Dataset entries:
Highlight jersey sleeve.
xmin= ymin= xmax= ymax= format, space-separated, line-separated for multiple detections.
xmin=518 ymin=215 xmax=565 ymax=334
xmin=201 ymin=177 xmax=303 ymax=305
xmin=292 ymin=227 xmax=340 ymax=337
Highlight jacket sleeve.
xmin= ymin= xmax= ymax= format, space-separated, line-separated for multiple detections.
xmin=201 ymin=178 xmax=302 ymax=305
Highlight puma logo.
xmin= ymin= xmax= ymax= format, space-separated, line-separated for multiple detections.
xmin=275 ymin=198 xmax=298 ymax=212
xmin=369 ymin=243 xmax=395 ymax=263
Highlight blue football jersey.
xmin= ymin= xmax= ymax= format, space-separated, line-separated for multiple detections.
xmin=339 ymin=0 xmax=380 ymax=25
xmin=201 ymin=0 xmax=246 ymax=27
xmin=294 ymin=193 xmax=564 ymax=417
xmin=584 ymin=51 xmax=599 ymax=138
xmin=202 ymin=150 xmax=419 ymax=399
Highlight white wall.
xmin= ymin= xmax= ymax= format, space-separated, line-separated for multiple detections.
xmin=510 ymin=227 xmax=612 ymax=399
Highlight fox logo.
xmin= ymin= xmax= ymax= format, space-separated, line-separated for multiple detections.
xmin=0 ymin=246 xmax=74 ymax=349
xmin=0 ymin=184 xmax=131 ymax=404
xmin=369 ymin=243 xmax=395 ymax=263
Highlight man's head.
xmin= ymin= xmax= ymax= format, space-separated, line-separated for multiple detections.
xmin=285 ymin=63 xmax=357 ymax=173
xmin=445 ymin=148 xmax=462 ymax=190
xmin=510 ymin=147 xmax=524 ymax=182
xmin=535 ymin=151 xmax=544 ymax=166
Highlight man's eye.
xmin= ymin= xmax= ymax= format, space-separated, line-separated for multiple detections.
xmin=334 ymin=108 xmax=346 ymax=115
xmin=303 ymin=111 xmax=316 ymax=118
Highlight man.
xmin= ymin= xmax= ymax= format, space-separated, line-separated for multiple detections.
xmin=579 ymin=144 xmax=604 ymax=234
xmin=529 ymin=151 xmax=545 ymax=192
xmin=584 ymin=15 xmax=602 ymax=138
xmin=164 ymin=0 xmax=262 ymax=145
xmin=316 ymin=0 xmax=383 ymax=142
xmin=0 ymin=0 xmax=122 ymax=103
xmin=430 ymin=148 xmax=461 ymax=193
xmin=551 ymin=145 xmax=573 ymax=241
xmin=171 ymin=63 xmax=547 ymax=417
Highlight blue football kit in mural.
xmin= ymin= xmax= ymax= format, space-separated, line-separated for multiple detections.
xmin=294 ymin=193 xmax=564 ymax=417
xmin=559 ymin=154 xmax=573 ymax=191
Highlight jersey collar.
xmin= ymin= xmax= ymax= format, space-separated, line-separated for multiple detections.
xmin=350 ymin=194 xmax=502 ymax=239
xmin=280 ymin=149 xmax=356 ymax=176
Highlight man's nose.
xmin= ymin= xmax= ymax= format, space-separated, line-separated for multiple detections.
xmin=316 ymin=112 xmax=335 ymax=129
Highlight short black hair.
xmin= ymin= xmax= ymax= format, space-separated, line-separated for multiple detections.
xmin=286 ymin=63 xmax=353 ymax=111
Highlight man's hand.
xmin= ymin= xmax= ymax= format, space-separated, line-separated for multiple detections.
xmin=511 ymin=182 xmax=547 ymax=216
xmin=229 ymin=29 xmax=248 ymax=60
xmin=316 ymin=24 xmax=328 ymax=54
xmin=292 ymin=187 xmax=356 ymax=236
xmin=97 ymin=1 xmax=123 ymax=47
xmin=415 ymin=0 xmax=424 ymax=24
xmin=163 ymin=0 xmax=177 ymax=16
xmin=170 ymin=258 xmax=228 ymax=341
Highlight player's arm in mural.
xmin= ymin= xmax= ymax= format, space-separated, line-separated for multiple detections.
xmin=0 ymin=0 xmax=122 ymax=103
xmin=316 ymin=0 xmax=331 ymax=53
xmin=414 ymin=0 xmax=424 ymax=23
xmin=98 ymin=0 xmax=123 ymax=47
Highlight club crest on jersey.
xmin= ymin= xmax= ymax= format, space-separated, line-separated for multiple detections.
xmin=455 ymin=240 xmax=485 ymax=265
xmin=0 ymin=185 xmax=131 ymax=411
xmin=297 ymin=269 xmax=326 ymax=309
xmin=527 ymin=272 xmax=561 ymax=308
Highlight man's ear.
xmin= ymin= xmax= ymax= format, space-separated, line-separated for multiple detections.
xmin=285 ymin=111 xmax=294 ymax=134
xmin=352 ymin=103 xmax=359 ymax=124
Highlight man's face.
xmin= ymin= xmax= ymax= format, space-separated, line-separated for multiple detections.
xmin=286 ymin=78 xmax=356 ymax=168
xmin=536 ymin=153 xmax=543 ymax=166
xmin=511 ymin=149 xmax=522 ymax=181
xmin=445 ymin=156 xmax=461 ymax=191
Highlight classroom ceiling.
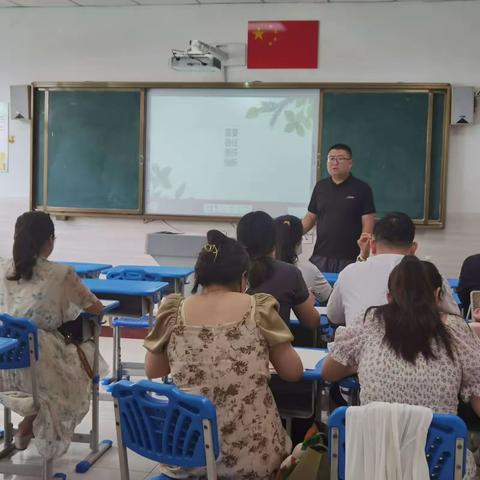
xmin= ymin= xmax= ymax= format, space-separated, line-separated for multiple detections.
xmin=0 ymin=0 xmax=476 ymax=6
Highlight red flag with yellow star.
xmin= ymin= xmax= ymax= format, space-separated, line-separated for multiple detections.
xmin=247 ymin=20 xmax=319 ymax=69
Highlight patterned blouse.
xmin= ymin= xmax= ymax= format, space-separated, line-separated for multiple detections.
xmin=330 ymin=310 xmax=480 ymax=414
xmin=144 ymin=293 xmax=294 ymax=480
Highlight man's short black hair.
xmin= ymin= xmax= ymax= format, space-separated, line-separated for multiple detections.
xmin=328 ymin=144 xmax=352 ymax=157
xmin=373 ymin=212 xmax=415 ymax=247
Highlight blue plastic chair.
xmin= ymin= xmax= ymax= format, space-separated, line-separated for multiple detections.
xmin=338 ymin=375 xmax=360 ymax=406
xmin=328 ymin=406 xmax=467 ymax=480
xmin=111 ymin=380 xmax=220 ymax=480
xmin=106 ymin=268 xmax=164 ymax=283
xmin=0 ymin=314 xmax=66 ymax=479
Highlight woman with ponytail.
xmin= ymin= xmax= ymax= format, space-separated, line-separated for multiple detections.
xmin=323 ymin=256 xmax=480 ymax=479
xmin=144 ymin=230 xmax=302 ymax=479
xmin=0 ymin=211 xmax=104 ymax=458
xmin=236 ymin=211 xmax=320 ymax=329
xmin=275 ymin=215 xmax=331 ymax=303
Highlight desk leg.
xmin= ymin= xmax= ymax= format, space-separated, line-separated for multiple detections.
xmin=317 ymin=382 xmax=331 ymax=428
xmin=285 ymin=417 xmax=292 ymax=437
xmin=142 ymin=297 xmax=154 ymax=319
xmin=174 ymin=278 xmax=185 ymax=295
xmin=75 ymin=319 xmax=112 ymax=473
xmin=112 ymin=323 xmax=121 ymax=382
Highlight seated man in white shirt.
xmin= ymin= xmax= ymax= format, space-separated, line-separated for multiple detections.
xmin=327 ymin=211 xmax=460 ymax=326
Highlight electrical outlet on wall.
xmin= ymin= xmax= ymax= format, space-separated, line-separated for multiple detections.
xmin=303 ymin=232 xmax=313 ymax=244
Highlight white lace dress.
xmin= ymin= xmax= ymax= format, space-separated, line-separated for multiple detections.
xmin=0 ymin=257 xmax=107 ymax=459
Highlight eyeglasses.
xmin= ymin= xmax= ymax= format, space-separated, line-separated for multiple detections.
xmin=327 ymin=156 xmax=351 ymax=164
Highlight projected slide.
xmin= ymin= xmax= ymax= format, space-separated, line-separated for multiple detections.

What the task requires:
The lines to copy are those above that contain "short".

Written reply:
Highlight short black hair.
Highlight man's short black hair.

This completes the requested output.